──────── Text block

A and B are a CG (100% owned by one individual), they want to establish a plan, all employees of both entities will be covered.

A employs its staff thru a staffing company C.   C is 50% owned by the owner of A and B (other 50% unrelated ownership), so it is not part of the A&B CG.

C has absolutely no other functions.  It pays A's staff and gets reimbursed by A, that's it.  The employees are hired, fired, directed, controlled. report to, and in all respects managed by A.

It seems to me that under RPs 2002-21 and 2003-86 that these C employees are common law employees of A only.  In fact, if C sponsored a plan and wanted to cover them, it could not do so on its own.  It would have to set up a multiple employer plan with A adopting to comply with the RPs.  

Question 1 - Do you agree so far?

Now there is another company, D, that is a CG with C (80% ownership overlap by 2 owners).  D has employees and its own 401(k) plan.

It seems to me that since the "employees" paid thru C on behalf of A should be considered common law employees of A only, that A and B can proceed with their plan without regard to D.  It also seems that D can maintain its 4k plan without regard to C, as C has no common-law employees.

────────────────
──────── Data shown

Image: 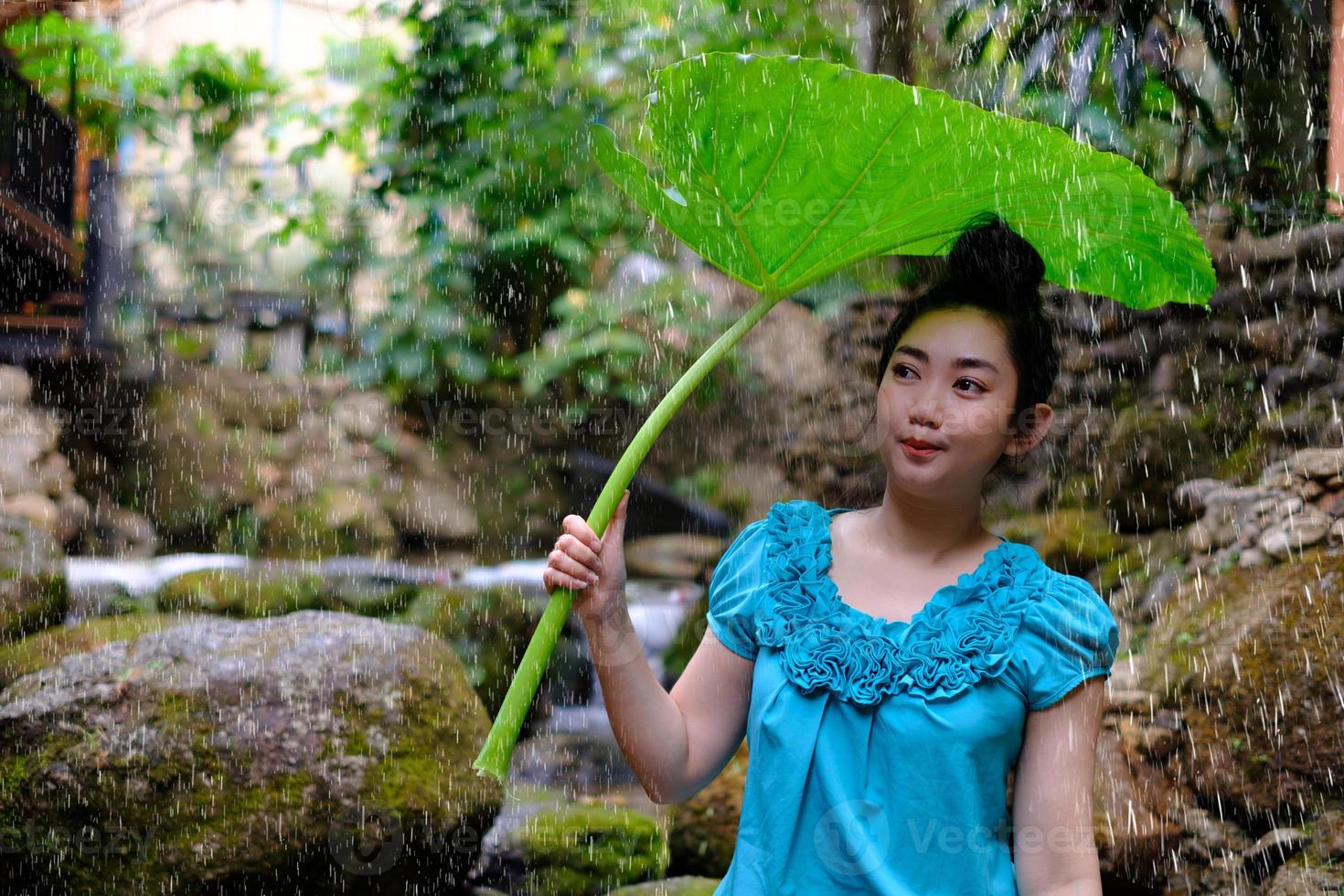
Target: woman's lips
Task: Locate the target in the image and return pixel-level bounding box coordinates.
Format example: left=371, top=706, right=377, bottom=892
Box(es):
left=901, top=442, right=942, bottom=457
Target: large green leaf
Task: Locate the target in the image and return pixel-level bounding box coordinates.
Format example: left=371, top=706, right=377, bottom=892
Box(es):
left=592, top=52, right=1215, bottom=309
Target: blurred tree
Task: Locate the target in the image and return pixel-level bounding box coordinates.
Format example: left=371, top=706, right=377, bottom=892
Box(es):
left=944, top=0, right=1328, bottom=229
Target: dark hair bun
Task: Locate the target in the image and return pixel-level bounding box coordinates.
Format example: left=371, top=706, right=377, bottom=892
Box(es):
left=947, top=212, right=1046, bottom=303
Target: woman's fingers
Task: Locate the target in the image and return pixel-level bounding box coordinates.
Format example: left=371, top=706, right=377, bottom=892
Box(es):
left=541, top=566, right=592, bottom=593
left=555, top=513, right=603, bottom=570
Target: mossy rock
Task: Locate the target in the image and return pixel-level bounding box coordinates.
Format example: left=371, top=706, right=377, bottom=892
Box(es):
left=0, top=513, right=69, bottom=642
left=0, top=612, right=503, bottom=895
left=668, top=741, right=747, bottom=877
left=0, top=613, right=187, bottom=690
left=155, top=570, right=329, bottom=619
left=610, top=877, right=723, bottom=896
left=1144, top=547, right=1344, bottom=833
left=507, top=806, right=668, bottom=896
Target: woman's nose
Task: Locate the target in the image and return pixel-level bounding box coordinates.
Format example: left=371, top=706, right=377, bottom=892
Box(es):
left=910, top=398, right=942, bottom=429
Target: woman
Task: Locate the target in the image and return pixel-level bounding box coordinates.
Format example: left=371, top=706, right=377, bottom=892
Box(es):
left=543, top=215, right=1118, bottom=896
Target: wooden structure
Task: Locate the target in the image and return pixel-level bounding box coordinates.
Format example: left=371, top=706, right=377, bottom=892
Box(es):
left=0, top=34, right=121, bottom=364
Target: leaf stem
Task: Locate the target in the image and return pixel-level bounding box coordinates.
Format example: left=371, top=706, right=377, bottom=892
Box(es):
left=472, top=285, right=784, bottom=784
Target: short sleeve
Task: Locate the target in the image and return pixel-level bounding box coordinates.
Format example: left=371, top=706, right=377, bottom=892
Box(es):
left=706, top=518, right=766, bottom=659
left=1019, top=575, right=1120, bottom=709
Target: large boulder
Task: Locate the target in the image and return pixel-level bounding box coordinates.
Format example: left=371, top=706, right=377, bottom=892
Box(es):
left=0, top=513, right=69, bottom=642
left=0, top=613, right=188, bottom=689
left=0, top=612, right=503, bottom=893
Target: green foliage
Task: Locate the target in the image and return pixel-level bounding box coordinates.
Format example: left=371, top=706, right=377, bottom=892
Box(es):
left=0, top=12, right=169, bottom=155
left=352, top=0, right=852, bottom=402
left=164, top=43, right=281, bottom=161
left=594, top=54, right=1215, bottom=309
left=518, top=275, right=741, bottom=423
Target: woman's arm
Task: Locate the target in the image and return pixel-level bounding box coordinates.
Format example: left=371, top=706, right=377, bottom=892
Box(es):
left=581, top=601, right=755, bottom=804
left=1012, top=677, right=1106, bottom=896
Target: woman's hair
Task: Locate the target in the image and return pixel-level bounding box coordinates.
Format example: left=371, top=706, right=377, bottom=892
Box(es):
left=849, top=212, right=1059, bottom=502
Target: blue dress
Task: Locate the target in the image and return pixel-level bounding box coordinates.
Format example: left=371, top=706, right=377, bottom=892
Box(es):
left=707, top=500, right=1120, bottom=896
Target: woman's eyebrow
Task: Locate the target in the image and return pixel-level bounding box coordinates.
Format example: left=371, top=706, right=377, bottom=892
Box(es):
left=892, top=346, right=998, bottom=373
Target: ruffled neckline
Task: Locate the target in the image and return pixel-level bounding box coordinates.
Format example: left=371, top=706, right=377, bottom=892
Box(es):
left=755, top=500, right=1051, bottom=704
left=817, top=505, right=1023, bottom=634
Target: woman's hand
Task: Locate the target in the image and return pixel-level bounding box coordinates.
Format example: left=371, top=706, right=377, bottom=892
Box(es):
left=541, top=489, right=630, bottom=618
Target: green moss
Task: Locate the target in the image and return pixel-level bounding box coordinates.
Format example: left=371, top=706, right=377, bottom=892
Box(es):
left=512, top=806, right=669, bottom=896
left=1213, top=430, right=1270, bottom=482
left=0, top=613, right=183, bottom=688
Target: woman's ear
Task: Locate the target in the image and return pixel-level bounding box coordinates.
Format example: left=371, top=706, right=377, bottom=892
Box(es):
left=1004, top=401, right=1055, bottom=455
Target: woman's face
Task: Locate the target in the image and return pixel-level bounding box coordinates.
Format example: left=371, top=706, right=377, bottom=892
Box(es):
left=878, top=307, right=1052, bottom=496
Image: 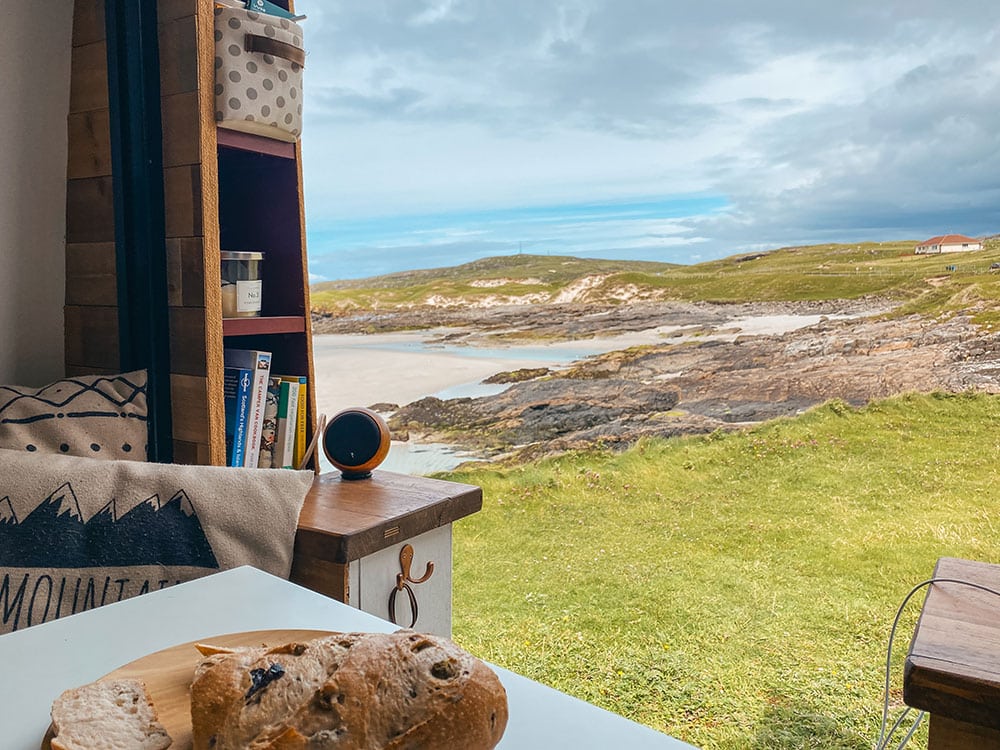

────────────────

§ **To do**
Carry on the post about controlled-group retirement plan coverage, starting right after its last sentence. The lines above come from a separate source and are unrelated to the text.

§ **Exercise answer**
Question 2 - Do you agree with this?

Any other thoughts?   For the record none of these are service orgs.

Thanks. 

I carry stuff uphill for others who get all the glory.

Posted

Thanks Bill.  Yeah I’m really trying to be retired, and being fairly successful at it.  Just trying to wrap up a few things that started last year. 

As explained to me they originally had other plans for company C, but so far those plans have not come to fruition and they don’t expect this to change for a while.  It’s possible C will just go away, or they just move the ees back to A for payroll, which would clean this up nicely.  But we’re dealing with 2021 right now so we have to deal with it as it was.  

I carry stuff uphill for others who get all the glory.